## MATERIAL PROVIDED
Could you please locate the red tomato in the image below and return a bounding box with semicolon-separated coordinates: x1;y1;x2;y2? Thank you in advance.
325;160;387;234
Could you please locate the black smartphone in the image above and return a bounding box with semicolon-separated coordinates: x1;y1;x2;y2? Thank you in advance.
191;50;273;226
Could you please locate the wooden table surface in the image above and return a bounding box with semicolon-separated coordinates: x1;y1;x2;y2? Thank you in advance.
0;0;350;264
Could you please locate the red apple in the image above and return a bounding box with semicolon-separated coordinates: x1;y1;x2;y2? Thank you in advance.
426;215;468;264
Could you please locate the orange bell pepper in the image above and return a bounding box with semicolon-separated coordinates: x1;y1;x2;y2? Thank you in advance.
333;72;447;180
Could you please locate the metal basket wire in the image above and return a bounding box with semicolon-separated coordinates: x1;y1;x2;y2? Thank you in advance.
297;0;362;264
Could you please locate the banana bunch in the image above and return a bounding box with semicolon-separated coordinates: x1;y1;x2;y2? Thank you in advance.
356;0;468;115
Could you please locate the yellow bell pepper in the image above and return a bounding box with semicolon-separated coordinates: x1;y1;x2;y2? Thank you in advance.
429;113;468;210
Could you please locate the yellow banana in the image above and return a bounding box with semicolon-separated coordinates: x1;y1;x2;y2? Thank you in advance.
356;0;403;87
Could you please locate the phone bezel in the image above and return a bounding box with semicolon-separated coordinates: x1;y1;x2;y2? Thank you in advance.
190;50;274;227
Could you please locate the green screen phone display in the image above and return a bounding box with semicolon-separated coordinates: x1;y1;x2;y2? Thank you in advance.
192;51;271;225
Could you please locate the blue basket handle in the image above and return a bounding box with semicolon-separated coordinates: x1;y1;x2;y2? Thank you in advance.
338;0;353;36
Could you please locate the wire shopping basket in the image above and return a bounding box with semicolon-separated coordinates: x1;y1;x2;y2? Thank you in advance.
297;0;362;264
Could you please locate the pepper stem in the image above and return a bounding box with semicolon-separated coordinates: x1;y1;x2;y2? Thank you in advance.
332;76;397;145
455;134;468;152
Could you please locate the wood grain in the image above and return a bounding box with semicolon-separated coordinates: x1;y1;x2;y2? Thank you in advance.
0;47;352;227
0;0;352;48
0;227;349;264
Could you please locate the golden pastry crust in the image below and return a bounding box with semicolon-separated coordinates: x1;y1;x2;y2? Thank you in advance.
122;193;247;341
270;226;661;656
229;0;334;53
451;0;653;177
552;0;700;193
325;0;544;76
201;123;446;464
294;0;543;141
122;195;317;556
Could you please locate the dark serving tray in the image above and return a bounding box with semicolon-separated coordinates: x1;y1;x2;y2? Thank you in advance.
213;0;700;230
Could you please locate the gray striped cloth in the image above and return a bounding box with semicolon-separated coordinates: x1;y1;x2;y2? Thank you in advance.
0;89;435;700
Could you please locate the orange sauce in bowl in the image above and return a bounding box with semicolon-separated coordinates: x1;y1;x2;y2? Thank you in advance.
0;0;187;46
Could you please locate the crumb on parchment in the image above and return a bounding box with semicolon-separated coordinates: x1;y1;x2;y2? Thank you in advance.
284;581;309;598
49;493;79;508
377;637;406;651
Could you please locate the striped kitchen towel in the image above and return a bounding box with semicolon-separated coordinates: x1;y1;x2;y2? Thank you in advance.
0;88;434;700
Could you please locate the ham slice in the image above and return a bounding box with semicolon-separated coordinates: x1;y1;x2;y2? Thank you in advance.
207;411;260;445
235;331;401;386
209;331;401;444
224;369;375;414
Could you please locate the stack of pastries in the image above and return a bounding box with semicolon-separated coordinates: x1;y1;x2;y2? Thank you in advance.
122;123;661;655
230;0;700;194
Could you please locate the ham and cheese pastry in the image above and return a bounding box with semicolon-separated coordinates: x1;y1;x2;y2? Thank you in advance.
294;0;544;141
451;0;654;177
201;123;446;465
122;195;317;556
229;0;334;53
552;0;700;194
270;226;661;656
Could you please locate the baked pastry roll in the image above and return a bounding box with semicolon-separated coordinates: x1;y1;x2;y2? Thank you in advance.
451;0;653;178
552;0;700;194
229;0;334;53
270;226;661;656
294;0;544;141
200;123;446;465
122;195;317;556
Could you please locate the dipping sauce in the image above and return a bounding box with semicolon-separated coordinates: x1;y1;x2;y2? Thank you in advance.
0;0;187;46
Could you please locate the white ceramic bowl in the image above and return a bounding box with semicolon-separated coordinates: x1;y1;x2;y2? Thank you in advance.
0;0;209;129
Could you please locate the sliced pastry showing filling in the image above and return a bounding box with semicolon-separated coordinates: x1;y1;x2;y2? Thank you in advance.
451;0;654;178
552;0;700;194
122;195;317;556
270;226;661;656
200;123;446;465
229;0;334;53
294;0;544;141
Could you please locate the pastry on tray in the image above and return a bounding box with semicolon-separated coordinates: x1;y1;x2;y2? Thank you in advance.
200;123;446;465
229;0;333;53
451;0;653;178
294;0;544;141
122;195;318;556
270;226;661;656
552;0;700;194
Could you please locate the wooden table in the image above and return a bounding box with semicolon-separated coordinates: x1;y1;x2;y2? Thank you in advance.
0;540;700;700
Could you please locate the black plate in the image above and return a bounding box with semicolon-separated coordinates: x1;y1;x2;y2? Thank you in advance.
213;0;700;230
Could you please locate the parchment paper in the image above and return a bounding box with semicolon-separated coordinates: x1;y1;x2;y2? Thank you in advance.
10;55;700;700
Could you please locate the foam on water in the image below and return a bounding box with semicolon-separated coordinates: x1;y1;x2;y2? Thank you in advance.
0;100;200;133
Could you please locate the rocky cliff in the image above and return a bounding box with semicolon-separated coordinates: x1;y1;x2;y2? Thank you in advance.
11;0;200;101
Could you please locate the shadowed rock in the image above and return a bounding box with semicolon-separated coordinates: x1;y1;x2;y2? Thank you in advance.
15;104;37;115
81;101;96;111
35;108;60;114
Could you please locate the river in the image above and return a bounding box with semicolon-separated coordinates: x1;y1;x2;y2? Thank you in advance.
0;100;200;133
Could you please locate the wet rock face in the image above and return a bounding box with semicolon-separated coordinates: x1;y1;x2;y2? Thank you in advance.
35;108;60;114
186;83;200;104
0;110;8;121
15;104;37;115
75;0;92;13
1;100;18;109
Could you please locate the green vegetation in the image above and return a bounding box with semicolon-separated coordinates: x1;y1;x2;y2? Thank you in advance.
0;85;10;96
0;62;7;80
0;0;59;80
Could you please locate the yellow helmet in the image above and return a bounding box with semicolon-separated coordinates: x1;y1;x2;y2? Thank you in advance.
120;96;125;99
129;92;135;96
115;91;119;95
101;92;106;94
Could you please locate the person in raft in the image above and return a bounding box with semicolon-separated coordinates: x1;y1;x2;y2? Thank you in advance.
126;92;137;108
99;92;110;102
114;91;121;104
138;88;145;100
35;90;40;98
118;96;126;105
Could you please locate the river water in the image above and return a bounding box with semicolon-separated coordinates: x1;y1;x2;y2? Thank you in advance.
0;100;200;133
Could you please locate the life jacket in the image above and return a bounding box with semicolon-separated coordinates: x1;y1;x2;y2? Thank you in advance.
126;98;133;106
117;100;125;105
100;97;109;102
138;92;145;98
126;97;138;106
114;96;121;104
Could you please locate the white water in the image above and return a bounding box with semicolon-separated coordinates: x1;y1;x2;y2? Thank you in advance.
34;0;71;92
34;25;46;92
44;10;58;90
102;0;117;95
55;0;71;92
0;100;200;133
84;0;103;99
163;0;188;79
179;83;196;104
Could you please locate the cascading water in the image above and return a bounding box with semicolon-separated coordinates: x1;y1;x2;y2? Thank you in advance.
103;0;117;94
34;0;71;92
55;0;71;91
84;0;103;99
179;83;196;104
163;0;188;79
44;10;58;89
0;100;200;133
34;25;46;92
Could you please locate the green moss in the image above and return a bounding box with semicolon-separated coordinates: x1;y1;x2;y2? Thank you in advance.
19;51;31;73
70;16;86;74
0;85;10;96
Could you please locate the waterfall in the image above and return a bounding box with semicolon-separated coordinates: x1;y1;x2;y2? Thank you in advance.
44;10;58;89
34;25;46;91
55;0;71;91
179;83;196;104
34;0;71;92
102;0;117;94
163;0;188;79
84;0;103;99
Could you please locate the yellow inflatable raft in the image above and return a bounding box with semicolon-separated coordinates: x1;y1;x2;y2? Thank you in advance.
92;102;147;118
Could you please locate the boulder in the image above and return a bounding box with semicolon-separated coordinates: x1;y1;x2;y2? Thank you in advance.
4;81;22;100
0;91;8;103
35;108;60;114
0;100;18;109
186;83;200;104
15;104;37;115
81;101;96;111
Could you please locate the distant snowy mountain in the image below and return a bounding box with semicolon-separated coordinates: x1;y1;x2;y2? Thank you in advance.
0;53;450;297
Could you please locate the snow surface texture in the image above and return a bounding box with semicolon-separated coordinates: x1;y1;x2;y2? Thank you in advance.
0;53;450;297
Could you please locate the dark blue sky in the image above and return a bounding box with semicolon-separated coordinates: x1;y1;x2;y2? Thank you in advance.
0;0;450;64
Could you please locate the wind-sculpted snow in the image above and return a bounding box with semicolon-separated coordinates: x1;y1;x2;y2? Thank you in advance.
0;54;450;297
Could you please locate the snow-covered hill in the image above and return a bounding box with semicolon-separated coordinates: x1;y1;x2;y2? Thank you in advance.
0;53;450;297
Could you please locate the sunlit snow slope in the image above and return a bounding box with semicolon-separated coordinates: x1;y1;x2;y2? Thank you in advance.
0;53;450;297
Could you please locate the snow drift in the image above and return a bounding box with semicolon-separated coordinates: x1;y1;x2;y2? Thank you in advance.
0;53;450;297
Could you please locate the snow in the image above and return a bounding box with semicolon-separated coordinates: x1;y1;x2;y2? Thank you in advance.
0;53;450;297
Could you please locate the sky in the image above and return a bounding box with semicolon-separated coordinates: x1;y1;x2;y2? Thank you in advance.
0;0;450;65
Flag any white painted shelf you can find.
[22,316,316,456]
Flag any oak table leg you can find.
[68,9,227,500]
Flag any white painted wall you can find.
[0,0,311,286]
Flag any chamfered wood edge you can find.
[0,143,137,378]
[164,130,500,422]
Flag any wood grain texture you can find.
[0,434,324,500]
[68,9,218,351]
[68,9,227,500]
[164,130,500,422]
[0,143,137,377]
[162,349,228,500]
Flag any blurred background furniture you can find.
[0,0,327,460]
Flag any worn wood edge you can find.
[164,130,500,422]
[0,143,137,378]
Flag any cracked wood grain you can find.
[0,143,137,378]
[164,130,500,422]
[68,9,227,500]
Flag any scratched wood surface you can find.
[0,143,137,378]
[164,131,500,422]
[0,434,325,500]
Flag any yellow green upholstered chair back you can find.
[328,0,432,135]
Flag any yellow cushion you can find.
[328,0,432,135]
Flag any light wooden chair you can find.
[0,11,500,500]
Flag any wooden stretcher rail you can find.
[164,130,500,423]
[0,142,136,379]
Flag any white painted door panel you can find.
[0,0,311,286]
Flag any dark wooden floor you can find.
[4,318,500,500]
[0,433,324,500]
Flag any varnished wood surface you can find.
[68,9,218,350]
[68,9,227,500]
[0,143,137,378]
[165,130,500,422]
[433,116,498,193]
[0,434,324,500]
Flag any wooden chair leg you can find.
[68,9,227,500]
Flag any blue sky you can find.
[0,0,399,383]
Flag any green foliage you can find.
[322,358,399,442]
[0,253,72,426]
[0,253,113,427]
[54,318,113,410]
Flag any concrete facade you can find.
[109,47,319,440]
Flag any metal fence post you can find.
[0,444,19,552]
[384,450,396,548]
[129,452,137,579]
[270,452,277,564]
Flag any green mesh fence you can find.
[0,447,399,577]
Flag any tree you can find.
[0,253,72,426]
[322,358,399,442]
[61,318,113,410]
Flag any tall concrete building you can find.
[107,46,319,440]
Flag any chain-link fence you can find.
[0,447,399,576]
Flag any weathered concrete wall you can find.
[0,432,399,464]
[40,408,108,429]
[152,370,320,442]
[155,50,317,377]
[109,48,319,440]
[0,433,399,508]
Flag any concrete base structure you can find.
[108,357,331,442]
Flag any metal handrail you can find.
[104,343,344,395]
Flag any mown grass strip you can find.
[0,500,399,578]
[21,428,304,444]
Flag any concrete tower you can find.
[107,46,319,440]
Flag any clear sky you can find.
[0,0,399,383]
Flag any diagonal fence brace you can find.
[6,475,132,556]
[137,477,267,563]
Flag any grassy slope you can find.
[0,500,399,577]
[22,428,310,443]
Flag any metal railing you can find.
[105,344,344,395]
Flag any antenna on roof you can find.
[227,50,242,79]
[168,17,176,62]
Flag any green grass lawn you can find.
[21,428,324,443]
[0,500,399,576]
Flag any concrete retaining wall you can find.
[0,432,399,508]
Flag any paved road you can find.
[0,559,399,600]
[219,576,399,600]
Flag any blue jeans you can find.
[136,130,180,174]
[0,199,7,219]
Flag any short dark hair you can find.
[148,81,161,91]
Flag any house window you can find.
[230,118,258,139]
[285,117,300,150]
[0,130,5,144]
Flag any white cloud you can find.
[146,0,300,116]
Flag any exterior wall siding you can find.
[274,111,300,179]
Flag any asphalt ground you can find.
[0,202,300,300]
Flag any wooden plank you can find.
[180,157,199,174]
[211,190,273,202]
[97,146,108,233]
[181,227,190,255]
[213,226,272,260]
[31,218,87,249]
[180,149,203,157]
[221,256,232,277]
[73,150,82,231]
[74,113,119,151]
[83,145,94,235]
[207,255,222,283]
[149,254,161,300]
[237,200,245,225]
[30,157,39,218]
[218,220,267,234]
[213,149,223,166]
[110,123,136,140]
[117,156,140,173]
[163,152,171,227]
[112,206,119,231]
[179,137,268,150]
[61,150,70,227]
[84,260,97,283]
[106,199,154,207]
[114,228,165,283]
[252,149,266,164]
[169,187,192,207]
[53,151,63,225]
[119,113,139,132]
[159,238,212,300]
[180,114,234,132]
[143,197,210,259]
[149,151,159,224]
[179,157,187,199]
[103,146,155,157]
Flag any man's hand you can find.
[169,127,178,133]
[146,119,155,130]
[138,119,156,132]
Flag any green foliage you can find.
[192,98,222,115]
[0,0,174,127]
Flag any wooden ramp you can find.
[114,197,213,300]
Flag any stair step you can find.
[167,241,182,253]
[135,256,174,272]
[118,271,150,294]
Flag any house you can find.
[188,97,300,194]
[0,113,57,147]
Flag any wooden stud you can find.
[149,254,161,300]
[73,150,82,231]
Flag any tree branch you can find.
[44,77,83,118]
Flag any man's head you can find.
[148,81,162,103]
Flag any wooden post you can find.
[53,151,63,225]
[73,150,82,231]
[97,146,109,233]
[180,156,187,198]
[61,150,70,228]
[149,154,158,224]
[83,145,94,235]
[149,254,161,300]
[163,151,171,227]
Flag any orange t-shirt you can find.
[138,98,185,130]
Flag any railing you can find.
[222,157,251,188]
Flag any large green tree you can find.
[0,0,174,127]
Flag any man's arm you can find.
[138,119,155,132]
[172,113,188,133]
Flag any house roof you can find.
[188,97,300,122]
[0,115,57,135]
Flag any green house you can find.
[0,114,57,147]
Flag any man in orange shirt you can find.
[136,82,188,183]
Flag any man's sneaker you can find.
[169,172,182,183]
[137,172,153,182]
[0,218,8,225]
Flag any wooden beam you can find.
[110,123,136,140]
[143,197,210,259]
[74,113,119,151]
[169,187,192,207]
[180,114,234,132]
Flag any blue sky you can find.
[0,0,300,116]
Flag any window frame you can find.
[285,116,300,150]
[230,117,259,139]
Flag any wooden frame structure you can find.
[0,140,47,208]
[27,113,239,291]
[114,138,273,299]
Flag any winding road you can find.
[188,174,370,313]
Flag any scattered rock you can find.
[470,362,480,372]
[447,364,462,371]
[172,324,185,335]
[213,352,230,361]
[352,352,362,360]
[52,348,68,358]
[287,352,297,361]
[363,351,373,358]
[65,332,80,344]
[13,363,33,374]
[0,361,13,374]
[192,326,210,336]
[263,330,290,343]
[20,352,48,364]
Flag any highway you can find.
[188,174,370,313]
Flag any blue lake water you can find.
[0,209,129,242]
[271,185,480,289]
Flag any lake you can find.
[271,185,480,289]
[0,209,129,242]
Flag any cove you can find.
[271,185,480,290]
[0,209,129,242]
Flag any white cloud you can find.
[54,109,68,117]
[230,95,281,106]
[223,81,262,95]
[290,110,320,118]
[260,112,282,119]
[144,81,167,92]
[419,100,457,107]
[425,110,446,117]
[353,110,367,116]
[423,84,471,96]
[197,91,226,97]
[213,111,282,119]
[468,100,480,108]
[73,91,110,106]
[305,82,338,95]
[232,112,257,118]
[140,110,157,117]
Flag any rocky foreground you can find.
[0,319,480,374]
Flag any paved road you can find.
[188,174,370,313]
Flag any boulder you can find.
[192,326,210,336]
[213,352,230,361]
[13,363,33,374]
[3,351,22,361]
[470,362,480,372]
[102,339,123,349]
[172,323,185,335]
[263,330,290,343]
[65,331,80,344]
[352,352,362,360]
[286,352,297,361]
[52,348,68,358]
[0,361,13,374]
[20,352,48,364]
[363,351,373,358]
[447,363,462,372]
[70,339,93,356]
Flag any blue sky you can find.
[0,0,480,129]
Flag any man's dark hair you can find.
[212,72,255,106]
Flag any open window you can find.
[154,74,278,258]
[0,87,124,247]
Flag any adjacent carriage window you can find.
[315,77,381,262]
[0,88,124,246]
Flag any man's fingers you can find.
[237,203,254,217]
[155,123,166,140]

## WRITTEN TASK
Put the stretch from the start of the items above through the line containing "191;50;273;226" into a JSON list of strings, with one string per line and no blank lines.

## PROBLEM SOLUTION
[
  "Could you please locate the red tomato in the image below and return a bounding box with semicolon-separated coordinates: x1;y1;x2;y2? Thank you in advance.",
  "325;160;387;234",
  "Could you please locate the black smartphone in the image above and return a bounding box with semicolon-separated coordinates: x1;y1;x2;y2? Thank you in advance.",
  "191;50;273;226"
]